Passage for review ->
The model assumes that nucleons are filled into the lowest possible energy states available to them up to the Fermi energy in a manner consistent with the requirement of the Pauli exclusion principle. It explains, why beta decay happens? And why there are an almost equal number of protons and neutrons inside a nucleus?
Nuclear Fusion & Nuclear Fission
After that in 1938 – 39, nuclear fusion and nuclear fission were discovered by German scientists. That research made the development of an atomic bomb a theoretical possibility. And people thought that it would first be made by Germany.
Atomic Bomb
After a few years later, on December 2, 1942, the world’s first self-sustaining, controlled nuclear chain reaction took place at the University of Chicago’s football stadium. Forty-nine scientists, led by Enrico Fermi, were present for the event. That was really excellent research at that time which opened the way for a variety of advancements in nuclear science and after that people never looked back again.
It was the time when world war II was started. At that time, the United States started a project known as the Manhattan Project with the support of the United Kingdom and Canada for the purpose of research and development. And they successfully made the atomic bomb in 1945 which became the reason for the end of World War, II.
So, we finally entered into an era of modern nuclear physics when most of the countries had started to do something new and exciting in the field of Nuclear Physics.
Shell Model
Before 1949, physicists only knew about the configuration of electrons in an atom but they didn’t know exactly how nucleons are arranged in a nucleus? And this question gave birth to a very famous Shell Model. The shell model is partly analogous to the atomic shell model which describes the arrangement of electrons in an atom. After adding nucleons to a nucleus, there are certain points where the binding energy of the nucleus is significantly high than the last one. At those points, either the number of protons or number of neutrons or both are equal to 2, 8, 20, 28, 50, 82, or 126. And these numbers are called magic numbers. At the magic number, nuclei are highly stable and it is the origin of the shell model.

Work instructions ->
1) According to the nuclear physics history passage, what led to the Shell Model? Answer in one to three sentences.
2) Rewrite part of the nuclear physics history passage with "Fermi energy" replaced by "Fermi level". Begin at the words "The model assumes" and stop after "made by Germany.".
The lines that come next have no connection to the nuclear physics history passage.

Supplied data ->

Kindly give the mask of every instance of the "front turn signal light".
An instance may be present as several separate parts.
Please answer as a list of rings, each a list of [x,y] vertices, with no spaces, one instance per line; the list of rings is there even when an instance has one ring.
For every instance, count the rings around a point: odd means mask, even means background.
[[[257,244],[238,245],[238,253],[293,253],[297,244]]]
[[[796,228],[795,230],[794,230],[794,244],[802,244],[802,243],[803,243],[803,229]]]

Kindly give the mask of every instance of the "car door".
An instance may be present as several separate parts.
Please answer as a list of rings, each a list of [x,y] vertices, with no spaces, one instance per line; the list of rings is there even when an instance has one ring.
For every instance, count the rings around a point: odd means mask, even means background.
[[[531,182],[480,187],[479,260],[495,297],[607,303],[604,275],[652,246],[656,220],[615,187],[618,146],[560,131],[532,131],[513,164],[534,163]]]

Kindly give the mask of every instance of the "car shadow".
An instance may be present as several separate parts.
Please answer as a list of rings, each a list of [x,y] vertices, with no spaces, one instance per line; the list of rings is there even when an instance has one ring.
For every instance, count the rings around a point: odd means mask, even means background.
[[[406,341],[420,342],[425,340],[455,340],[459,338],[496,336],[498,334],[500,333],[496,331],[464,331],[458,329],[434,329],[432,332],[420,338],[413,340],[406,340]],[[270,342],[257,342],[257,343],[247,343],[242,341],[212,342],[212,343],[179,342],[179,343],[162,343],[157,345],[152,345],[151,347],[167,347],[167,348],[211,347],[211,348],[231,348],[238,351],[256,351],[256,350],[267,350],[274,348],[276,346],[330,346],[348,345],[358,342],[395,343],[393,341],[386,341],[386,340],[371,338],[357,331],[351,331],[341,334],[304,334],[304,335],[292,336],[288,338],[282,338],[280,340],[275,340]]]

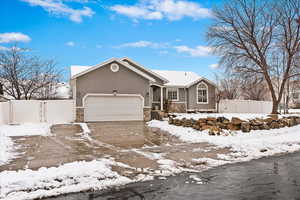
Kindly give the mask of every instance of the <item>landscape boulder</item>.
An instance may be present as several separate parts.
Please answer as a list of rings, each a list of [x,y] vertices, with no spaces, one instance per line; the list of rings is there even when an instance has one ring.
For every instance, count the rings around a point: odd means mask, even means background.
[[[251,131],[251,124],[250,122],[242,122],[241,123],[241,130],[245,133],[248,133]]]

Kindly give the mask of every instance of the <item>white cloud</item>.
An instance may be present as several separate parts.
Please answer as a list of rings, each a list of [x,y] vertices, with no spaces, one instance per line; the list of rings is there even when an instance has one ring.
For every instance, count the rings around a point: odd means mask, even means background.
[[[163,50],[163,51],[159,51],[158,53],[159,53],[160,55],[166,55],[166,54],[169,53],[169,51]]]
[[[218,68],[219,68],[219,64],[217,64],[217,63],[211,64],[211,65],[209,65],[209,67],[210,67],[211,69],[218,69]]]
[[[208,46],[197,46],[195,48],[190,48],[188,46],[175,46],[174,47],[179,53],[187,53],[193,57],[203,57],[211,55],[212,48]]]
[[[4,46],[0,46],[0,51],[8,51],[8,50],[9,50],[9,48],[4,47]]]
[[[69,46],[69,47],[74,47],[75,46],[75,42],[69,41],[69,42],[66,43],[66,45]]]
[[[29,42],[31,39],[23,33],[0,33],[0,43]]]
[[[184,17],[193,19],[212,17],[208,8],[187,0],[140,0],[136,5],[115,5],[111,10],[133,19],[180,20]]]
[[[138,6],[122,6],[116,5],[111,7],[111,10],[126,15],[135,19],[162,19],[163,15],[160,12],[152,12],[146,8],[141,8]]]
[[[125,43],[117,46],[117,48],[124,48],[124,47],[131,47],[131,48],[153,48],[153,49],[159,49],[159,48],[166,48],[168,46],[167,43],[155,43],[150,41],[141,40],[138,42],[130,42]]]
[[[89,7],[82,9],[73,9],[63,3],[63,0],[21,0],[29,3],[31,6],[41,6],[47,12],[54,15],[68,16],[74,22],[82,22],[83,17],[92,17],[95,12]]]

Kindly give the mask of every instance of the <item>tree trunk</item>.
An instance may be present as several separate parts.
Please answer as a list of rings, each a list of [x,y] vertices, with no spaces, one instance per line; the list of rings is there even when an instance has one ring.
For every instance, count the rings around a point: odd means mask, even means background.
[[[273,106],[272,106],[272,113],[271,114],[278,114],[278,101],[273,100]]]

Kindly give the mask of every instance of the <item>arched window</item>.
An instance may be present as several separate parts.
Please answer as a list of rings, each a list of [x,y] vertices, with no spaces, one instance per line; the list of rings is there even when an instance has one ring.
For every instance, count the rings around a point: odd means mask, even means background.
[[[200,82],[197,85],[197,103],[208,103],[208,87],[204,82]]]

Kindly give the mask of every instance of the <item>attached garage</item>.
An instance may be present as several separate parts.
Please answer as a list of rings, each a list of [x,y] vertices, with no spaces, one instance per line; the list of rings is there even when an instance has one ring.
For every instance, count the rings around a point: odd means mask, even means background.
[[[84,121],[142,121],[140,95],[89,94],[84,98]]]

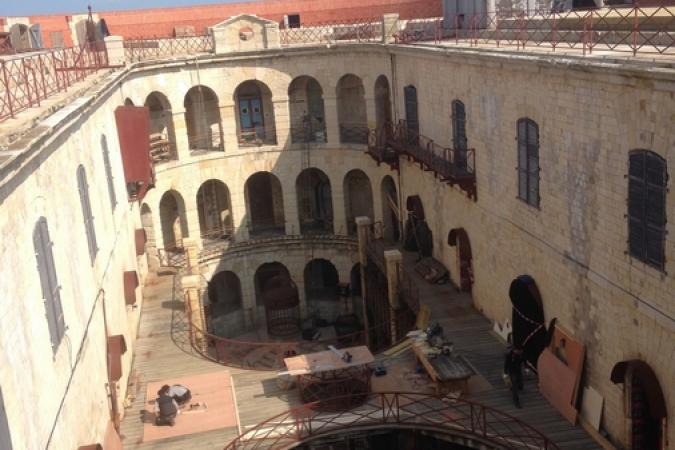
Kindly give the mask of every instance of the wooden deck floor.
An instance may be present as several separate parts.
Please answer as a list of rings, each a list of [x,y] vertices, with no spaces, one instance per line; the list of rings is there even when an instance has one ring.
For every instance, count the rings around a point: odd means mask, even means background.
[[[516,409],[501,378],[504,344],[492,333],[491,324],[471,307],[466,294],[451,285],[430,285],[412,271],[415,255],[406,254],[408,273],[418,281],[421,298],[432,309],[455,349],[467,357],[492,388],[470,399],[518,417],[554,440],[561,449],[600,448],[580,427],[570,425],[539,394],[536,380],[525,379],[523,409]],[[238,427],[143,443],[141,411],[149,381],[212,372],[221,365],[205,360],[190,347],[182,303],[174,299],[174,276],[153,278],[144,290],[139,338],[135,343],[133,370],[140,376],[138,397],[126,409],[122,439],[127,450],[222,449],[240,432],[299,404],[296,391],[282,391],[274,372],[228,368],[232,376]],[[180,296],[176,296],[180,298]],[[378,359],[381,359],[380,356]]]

Solutions to the problems ->
1) Before 1949, physicists knew how electrons are configured in an atom but did not know exactly how nucleons are arranged in a nucleus. That question gave birth to the Shell Model.

2)
The model assumes that nucleons are filled into the lowest possible energy states available to them up to the Fermi level in a manner consistent with the requirement of the Pauli exclusion principle. It explains, why beta decay happens? And why there are an almost equal number of protons and neutrons inside a nucleus?
Nuclear Fusion & Nuclear Fission
After that in 1938 – 39, nuclear fusion and nuclear fission were discovered by German scientists. That research made the development of an atomic bomb a theoretical possibility. And people thought that it would first be made by Germany.